> _SELECTED TEXT_
##############################
The seed is created every time you generate random data (see details in
?.Random.seed):

R> exists(".Random.seed")
[1] FALSE
R> sample(1)
[1] 1
R> exists(".Random.seed")
[1] TRUE

So in your code below the seed is created by calling rtree(). Indeed,
with ape 4.1:

R> rm(".Random.seed")
R> data(bird.orders)
R> x <- 1:23
R> exists(".Random.seed")
[1] FALSE
R> o <- ace(x, bird.orders)
R> exists(".Random.seed")
[1] FALSE

However, with the new "soon-to-be-on-CRAN" version, a seed is created by
the same code. The "culprit" is actually Rcpp: the new ape has C++ code
linked to Rcpp. For a reason I ignore, it seems that a random seed is
initialized when calling a function linked to Rcpp. Here is an example:

R> rm(".Random.seed")
R> library(RcppEigen)
R> exists(".Random.seed")
[1] FALSE
R> o <- fastLm(1, 1)
##############################
> _EXTRACTED ENTRIES_
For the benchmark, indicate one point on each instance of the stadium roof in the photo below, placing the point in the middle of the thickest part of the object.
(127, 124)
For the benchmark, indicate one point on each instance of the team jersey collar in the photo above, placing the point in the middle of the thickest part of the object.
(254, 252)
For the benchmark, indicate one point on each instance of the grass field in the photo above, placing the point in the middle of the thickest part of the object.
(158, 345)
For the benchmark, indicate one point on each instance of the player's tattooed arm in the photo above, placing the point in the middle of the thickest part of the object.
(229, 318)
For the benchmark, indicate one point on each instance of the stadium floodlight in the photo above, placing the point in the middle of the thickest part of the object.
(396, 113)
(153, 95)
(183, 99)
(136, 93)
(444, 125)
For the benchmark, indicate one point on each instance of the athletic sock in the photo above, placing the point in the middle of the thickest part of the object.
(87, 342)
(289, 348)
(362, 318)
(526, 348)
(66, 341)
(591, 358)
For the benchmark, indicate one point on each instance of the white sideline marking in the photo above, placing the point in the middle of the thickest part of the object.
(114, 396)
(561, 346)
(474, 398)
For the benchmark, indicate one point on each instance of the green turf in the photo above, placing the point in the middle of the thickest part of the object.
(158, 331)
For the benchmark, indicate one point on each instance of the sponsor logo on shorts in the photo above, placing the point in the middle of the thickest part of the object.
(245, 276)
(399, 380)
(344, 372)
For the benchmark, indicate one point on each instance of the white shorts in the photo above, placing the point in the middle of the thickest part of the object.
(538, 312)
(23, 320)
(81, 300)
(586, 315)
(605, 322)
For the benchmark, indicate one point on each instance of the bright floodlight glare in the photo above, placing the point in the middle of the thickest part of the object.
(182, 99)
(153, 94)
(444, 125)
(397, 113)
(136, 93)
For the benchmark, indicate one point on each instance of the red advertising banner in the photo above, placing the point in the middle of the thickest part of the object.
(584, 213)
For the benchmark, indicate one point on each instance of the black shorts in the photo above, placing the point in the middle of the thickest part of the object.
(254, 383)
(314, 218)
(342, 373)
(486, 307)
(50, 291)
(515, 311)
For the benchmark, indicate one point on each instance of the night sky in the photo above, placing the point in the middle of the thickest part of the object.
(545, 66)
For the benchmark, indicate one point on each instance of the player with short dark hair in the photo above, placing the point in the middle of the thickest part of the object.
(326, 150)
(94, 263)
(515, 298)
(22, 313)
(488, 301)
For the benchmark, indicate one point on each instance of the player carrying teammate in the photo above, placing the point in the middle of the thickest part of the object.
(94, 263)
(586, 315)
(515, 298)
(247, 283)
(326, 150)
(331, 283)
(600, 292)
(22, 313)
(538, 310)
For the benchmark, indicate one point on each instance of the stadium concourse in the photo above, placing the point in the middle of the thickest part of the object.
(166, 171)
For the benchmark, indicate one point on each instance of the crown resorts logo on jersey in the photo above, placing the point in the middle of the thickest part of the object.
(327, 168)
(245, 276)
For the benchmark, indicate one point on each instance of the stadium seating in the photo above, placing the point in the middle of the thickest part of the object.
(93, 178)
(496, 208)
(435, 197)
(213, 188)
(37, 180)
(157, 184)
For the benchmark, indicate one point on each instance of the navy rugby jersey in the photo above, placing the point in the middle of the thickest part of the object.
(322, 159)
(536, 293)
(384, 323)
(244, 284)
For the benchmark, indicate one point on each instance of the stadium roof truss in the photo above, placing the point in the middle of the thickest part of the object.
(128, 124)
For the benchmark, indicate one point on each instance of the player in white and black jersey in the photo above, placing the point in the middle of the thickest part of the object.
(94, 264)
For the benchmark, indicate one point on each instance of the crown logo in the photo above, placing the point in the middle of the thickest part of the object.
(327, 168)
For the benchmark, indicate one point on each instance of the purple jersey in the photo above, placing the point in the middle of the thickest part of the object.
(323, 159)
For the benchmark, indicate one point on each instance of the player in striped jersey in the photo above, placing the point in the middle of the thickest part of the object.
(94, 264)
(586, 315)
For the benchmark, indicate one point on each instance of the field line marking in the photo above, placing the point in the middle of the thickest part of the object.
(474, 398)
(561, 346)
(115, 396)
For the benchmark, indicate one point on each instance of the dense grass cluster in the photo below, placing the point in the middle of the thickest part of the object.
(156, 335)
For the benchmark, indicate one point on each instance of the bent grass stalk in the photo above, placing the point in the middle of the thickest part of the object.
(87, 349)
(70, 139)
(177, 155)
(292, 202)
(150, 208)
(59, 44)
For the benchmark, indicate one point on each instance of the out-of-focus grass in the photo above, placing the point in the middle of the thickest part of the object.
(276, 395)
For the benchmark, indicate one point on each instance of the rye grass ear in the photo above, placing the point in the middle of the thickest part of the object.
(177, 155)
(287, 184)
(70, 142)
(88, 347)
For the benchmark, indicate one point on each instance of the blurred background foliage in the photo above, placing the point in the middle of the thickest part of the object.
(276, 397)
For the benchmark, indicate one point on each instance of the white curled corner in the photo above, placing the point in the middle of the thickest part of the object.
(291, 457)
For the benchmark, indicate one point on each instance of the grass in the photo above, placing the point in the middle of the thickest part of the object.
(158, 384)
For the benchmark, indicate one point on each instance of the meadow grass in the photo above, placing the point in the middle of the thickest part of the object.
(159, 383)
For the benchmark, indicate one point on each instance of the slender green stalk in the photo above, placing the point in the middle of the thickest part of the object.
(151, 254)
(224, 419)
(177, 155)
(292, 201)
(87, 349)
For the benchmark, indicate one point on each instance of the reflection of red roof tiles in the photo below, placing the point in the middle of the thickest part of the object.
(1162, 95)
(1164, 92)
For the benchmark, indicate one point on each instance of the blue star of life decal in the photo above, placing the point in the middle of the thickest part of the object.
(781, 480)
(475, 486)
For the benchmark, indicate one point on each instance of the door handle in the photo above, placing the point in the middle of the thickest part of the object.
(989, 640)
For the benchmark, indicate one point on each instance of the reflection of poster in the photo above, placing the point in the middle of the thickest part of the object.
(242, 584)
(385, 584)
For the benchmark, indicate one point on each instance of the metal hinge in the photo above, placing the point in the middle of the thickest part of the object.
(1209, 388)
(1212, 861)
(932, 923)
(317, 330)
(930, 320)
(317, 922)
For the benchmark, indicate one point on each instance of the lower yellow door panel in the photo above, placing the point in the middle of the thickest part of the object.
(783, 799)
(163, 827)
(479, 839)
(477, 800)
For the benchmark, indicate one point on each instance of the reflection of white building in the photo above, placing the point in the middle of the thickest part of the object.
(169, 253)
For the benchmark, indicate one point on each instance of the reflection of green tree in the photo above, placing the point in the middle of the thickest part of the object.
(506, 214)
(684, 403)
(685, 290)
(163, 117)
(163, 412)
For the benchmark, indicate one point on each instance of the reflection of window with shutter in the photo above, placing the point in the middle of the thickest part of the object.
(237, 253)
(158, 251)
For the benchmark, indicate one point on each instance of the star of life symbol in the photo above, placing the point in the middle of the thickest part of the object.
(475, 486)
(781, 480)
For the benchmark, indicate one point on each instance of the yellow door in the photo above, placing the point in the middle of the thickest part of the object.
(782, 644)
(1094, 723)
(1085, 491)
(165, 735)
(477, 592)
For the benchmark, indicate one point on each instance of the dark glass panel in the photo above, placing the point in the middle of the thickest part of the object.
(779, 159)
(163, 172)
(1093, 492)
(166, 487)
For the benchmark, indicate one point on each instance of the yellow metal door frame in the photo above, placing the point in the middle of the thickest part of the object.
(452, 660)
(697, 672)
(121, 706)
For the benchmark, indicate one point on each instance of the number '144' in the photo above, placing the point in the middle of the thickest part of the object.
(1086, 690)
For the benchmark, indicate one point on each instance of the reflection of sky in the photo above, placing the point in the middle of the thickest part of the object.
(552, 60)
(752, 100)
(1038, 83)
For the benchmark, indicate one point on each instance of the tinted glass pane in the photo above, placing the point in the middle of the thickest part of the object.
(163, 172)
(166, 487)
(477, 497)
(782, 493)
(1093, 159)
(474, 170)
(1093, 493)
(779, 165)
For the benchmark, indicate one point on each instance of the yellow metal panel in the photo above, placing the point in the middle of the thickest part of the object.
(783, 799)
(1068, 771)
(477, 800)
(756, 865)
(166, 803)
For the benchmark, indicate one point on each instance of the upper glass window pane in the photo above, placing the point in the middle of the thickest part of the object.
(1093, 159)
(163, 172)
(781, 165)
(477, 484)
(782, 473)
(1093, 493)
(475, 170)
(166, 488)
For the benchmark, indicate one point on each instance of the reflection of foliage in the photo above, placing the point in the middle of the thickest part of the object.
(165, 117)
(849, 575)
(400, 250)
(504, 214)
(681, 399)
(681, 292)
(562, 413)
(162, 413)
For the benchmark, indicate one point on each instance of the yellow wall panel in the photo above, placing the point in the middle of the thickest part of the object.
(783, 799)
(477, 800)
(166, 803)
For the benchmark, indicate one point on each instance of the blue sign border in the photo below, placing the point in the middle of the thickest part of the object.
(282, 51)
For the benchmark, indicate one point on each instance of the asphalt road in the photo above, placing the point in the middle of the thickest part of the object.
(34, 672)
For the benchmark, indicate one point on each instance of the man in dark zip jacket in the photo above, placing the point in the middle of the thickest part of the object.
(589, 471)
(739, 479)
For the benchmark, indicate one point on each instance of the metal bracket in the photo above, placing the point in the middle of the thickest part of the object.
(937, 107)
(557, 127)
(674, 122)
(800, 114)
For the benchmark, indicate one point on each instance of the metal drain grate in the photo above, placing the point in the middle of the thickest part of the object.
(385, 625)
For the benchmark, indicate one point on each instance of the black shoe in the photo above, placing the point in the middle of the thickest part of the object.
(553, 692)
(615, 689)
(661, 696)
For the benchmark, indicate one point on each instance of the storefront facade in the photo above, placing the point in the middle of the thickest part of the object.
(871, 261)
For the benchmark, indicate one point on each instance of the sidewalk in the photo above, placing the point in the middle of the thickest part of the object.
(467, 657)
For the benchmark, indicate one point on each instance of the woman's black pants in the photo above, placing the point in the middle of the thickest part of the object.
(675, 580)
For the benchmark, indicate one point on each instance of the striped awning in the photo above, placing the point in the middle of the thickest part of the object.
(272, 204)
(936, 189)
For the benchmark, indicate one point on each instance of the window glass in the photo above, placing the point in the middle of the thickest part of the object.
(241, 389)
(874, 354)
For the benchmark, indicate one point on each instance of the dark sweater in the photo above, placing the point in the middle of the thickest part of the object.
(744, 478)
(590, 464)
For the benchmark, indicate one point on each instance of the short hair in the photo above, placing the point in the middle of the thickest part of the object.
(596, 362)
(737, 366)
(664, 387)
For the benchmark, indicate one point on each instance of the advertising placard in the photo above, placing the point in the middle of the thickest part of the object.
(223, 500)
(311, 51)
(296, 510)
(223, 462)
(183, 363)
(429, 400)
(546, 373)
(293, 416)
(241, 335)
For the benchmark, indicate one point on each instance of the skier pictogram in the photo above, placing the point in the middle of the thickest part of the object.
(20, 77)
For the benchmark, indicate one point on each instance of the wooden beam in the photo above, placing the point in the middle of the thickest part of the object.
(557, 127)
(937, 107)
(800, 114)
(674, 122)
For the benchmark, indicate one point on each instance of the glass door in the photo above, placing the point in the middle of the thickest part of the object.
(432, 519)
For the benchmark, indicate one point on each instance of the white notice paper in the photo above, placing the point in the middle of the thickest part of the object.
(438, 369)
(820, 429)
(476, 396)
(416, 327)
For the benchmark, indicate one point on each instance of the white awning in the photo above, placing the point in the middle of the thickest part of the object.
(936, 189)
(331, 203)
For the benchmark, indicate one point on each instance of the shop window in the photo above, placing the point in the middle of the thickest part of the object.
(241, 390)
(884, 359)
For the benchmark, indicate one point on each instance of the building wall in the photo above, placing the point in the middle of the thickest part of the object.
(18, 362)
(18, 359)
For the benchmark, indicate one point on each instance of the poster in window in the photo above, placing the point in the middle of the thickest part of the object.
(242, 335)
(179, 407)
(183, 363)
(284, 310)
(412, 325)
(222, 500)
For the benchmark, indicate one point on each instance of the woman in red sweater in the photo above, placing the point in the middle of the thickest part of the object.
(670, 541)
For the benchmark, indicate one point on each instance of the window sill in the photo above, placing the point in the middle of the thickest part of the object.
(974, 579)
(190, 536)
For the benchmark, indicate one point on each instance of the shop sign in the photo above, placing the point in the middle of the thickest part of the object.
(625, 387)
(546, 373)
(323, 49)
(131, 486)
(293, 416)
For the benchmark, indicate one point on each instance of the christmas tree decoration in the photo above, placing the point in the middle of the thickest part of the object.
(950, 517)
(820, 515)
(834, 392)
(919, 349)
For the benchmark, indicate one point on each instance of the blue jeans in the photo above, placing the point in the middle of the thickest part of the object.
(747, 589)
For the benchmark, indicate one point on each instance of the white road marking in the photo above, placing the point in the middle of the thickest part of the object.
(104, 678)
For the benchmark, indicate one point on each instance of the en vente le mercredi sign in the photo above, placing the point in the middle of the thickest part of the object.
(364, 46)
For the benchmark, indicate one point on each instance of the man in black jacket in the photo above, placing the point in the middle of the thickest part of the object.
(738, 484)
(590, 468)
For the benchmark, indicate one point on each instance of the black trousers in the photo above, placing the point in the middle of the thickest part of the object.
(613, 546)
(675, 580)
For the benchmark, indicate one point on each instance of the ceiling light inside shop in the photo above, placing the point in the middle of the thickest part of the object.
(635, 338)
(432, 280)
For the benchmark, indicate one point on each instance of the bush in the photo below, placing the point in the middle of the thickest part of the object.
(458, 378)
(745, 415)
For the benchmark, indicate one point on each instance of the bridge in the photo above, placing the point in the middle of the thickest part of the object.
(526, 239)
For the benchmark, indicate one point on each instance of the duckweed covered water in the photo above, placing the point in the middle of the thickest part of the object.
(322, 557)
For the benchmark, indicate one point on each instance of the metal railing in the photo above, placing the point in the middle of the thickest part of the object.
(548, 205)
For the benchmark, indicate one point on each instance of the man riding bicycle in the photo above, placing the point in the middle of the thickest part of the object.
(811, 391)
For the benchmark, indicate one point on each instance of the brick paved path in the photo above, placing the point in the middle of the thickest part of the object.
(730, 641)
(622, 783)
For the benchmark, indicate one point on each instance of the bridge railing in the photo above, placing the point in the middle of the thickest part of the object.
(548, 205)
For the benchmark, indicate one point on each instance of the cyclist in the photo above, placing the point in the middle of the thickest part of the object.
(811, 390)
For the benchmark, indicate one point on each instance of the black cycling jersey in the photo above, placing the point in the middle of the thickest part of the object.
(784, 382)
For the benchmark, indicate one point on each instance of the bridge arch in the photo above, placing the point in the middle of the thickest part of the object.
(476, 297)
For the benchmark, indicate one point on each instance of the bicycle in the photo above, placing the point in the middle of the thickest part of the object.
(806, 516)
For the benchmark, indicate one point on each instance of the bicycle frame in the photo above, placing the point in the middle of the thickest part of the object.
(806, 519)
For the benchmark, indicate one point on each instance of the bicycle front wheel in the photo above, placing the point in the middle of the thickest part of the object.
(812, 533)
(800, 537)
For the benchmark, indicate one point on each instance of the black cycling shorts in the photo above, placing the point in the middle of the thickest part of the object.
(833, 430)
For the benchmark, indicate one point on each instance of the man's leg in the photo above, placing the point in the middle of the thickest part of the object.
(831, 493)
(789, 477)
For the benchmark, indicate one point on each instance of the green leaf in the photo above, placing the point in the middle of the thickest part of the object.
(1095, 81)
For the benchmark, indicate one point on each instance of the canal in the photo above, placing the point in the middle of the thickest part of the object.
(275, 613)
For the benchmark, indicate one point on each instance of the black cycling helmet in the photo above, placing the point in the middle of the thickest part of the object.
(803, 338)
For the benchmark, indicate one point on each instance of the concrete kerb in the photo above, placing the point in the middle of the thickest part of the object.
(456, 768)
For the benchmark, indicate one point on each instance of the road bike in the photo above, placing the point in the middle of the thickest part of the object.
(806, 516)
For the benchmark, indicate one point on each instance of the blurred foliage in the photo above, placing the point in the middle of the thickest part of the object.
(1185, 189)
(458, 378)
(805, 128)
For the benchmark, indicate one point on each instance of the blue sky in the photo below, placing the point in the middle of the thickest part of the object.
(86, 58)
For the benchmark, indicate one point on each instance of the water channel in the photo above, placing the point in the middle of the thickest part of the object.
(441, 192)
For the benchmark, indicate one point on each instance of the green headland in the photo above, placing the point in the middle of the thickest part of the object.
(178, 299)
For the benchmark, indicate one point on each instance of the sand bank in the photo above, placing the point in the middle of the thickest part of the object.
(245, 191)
##############################
> _GOAL OF THE EXERCISE_
From the .Random.seed passage above, extract the text between "So in your code" and "<- ace(x, bird.orders)", inclusive.

> _ANSWER FOR THIS EXERCISE_
So in your code below the seed is created by calling rtree(). Indeed,
with ape 4.1:

R> rm(".Random.seed")
R> data(bird.orders)
R> x <- 1:23
R> exists(".Random.seed")
[1] FALSE
R> o <- ace(x, bird.orders)